* BEGIN Page excerpt *

659 F.2d 684
UNITED STATES of America, Plaintiff-Appellee,
William COLACURCIO, Jr., a/k/a Rick Colacurcio, Dinos
Rallis, a/k/a Kanavaros Panayotis, and Theodoros
G. DiMopoulas, a/k/a Teddy, Defendants-Appellants.
United States Court of Appeals,
Oct. 22, 1981.
F. Irvin Dymond, New Orleans, La., for Colacurcio.
Edward M. Baldwin, New Orleans, La., for Rallis.
Dwight M. Doskey, New Orleans, La. (Court-Appointed), for DiMopoulas.
Richard T. Simmons, Jr., Robert J. Boitmann, Asst. U.S. Attys., New Orleans, La., Mervyn Hamburg, Peter D. Isakoff, Crim. Div., Appellate Section, U. S. Dept. of Justice, Washington, D.C., for plaintiff-appellee.
Appeals from the United States District Court for the Eastern District of Louisiana.
Before THORNBERRY, REAVLEY and POLITZ, Circuit Judges.

* END Page excerpt *
* BEGIN Information shown *

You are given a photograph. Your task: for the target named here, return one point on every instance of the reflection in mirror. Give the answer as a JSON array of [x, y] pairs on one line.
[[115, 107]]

* END Information shown *

• _Written request A_: From the appeal caption, output everything from "659 F.2d 684" down to "Oct. 22, 1981.", keeping the wording unchanged.
• _Written request B_: According to the appeal caption, which circuit judges heard the case?

• _Full solution A_:
659 F.2d 684
UNITED STATES of America, Plaintiff-Appellee,
William COLACURCIO, Jr., a/k/a Rick Colacurcio, Dinos
Rallis, a/k/a Kanavaros Panayotis, and Theodoros
G. DiMopoulas, a/k/a Teddy, Defendants-Appellants.
United States Court of Appeals,
Oct. 22, 1981.

• _Full solution B_: Thornberry, Reavley and Politz